• DO THIS:
Copy the listing below from the line containing "Practice. Pick out the shadow on" through the end, changing "set a marker" to "place a pin" and leaving everything else as it is.

• STORED ROWS:

════════════════

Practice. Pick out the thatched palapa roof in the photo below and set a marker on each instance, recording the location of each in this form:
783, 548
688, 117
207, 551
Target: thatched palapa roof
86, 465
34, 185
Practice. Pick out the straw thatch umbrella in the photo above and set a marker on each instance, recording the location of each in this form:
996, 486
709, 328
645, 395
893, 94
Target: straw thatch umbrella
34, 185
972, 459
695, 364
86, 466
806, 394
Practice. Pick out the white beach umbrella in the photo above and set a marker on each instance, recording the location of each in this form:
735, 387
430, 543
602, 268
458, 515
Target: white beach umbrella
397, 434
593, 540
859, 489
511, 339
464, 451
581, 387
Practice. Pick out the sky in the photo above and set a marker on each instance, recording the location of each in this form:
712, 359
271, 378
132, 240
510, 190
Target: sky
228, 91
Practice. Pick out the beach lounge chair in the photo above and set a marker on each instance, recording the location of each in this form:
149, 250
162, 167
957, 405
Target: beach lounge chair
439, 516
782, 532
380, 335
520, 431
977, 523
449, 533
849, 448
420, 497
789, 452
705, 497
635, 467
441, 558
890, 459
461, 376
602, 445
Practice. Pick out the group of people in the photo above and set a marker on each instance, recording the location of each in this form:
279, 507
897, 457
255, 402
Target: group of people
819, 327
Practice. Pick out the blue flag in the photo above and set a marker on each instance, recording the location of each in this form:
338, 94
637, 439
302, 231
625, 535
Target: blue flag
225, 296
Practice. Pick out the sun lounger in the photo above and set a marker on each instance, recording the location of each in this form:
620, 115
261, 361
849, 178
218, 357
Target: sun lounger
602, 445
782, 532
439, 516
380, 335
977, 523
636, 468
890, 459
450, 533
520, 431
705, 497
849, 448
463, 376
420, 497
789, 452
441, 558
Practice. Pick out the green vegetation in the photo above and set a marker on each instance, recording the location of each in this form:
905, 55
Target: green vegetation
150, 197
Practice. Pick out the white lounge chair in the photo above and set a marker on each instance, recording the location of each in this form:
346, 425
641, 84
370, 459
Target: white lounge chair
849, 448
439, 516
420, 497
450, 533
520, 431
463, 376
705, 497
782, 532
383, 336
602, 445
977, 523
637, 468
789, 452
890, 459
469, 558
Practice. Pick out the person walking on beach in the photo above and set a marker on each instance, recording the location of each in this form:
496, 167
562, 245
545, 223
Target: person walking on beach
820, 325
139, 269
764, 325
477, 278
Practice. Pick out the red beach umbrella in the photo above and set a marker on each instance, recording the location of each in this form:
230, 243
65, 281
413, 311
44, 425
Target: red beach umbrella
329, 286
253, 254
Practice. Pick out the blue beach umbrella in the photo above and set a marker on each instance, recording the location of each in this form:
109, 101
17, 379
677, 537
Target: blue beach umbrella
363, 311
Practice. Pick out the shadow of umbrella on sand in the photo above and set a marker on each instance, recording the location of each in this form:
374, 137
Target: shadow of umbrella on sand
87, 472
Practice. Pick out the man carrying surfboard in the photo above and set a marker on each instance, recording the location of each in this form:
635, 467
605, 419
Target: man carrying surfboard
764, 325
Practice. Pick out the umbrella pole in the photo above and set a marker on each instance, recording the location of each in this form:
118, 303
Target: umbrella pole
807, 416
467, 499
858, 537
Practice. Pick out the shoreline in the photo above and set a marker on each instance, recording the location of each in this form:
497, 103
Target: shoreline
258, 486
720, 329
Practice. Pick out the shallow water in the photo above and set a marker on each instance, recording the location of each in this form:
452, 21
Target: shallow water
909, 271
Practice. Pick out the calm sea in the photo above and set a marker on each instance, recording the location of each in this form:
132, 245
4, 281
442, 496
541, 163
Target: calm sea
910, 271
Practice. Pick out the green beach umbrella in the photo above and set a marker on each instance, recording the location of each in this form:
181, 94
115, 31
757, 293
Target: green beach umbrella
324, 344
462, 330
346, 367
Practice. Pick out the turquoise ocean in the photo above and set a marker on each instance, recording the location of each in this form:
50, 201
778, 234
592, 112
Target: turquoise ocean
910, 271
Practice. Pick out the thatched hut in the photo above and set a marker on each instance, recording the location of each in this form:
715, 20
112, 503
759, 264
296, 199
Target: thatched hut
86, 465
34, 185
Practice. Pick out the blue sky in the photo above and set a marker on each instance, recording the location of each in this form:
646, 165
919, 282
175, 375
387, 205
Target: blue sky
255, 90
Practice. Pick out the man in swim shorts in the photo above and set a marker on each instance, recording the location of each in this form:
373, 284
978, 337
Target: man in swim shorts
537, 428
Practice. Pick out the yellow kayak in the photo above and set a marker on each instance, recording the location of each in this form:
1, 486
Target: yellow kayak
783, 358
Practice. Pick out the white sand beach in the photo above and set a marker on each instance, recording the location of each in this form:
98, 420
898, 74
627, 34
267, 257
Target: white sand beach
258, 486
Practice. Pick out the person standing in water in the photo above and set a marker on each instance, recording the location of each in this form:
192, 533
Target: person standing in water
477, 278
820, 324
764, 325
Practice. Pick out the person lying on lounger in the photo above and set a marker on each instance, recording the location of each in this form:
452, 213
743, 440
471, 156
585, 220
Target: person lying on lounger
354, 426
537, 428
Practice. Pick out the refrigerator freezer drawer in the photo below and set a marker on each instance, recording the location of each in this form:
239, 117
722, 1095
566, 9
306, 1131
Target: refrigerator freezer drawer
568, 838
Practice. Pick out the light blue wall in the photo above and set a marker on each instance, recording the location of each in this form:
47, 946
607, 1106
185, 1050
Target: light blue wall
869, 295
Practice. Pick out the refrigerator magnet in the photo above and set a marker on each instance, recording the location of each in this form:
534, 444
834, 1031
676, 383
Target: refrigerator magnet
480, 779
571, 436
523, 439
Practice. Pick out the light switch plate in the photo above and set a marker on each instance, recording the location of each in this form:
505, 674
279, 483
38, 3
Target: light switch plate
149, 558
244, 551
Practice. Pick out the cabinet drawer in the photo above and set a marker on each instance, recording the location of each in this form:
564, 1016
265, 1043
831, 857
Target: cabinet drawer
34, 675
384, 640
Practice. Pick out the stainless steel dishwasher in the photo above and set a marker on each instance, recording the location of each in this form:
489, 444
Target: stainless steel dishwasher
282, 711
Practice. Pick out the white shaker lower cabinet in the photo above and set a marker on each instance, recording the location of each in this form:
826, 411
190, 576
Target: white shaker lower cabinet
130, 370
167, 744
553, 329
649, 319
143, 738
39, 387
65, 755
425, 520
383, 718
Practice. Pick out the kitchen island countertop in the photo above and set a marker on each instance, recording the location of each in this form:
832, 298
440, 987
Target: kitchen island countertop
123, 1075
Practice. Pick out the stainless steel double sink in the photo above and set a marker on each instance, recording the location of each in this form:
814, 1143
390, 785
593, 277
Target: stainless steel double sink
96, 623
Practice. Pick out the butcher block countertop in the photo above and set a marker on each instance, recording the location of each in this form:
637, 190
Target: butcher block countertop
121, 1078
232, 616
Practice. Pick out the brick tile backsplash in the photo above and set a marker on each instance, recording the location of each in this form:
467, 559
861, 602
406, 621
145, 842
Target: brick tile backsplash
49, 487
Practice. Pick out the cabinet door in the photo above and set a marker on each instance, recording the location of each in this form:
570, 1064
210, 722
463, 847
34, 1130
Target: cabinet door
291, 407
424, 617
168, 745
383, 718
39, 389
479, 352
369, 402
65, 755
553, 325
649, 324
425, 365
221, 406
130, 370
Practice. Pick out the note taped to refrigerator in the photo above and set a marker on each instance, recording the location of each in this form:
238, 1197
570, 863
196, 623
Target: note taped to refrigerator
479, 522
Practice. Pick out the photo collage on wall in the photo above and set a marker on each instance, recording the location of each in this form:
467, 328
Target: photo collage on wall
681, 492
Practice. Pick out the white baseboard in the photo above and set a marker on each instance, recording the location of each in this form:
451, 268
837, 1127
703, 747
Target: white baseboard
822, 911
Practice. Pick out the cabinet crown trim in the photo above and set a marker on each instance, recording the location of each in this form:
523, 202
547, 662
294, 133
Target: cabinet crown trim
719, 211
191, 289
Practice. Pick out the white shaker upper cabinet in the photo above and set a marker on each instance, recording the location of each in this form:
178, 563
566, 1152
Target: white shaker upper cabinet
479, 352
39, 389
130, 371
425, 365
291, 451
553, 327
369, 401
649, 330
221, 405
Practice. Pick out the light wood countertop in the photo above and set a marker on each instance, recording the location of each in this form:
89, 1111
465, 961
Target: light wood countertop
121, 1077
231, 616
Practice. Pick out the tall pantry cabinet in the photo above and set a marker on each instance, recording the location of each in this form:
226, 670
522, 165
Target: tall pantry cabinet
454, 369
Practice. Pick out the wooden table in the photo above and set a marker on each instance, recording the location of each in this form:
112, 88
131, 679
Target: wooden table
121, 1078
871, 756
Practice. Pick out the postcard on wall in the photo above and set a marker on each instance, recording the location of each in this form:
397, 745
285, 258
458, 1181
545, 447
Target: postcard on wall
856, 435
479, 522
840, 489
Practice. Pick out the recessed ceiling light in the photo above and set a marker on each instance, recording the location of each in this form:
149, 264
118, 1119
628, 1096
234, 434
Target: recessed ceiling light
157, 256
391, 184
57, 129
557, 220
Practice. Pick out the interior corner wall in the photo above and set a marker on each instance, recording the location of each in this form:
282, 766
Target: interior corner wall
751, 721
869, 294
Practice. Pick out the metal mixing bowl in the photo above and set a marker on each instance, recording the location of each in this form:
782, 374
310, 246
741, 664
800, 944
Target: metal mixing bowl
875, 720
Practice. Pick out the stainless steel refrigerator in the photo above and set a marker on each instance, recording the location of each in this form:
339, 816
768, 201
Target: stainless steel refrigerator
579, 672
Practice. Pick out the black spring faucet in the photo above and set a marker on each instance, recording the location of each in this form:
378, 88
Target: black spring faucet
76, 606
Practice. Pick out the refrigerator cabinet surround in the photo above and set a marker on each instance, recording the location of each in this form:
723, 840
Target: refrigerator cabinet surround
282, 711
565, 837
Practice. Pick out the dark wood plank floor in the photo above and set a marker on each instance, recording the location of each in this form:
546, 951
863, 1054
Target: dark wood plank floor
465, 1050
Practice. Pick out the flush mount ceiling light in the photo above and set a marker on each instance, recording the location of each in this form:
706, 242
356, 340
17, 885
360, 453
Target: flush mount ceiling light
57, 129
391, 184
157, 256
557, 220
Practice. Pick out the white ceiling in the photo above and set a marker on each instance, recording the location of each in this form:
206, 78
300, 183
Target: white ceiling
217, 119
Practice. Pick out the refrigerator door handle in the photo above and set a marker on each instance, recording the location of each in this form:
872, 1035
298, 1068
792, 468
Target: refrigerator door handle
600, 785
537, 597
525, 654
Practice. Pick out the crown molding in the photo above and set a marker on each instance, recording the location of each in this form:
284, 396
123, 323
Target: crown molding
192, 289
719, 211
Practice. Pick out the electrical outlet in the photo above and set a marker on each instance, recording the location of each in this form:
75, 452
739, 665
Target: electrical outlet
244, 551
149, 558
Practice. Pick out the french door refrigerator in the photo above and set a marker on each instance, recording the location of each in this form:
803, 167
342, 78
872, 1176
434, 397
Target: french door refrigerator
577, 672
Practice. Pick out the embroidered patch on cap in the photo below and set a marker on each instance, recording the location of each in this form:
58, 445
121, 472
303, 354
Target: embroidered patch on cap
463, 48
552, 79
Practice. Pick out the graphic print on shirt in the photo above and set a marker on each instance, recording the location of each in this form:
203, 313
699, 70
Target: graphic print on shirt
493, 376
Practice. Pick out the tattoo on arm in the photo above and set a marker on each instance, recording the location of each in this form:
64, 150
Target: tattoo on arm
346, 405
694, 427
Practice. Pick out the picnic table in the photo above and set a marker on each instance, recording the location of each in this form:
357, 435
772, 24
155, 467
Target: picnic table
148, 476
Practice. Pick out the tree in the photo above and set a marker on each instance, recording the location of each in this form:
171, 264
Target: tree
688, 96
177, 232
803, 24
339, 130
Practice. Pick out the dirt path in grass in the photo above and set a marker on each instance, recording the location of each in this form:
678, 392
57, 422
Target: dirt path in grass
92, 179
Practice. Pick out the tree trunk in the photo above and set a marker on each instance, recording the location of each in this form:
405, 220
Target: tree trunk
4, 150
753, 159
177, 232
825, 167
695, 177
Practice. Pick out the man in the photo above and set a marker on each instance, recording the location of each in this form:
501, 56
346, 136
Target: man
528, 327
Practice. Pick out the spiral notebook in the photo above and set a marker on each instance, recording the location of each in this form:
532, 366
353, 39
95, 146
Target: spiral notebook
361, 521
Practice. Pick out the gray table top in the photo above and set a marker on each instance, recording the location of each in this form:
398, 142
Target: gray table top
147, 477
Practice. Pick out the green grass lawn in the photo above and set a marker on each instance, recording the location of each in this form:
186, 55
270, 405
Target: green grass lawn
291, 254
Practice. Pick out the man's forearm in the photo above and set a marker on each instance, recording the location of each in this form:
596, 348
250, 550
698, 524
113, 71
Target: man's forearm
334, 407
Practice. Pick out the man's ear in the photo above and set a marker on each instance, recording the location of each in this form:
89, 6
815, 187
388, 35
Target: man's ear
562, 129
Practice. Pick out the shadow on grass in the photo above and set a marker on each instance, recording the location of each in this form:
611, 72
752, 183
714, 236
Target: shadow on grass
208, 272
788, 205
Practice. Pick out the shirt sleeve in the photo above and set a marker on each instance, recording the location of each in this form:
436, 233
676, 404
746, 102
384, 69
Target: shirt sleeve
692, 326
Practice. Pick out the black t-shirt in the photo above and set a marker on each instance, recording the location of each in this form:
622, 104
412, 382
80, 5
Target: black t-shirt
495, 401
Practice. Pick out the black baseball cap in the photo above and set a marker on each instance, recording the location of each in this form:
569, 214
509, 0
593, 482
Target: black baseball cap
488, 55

════════════════

• COMPLETED TASK:
Practice. Pick out the shadow on grass in the photo above and place a pin on each instance, recording the location of each in this form:
611, 72
752, 183
714, 236
Target: shadow on grass
208, 272
788, 205
Practice. Pick out the shirt sleeve in the photo above and place a pin on each instance, recording the location of each in this form:
436, 233
676, 404
746, 102
384, 69
Target: shirt sleeve
692, 326
Practice. Pick out the black t-shirt in the photo above and place a pin on each instance, recording the location of each in this form:
622, 104
412, 382
80, 5
Target: black t-shirt
495, 401
Practice. Pick out the black baseball cap in the photo above and place a pin on each instance, recording the location of each in this form:
569, 214
509, 0
593, 482
Target: black baseball cap
488, 55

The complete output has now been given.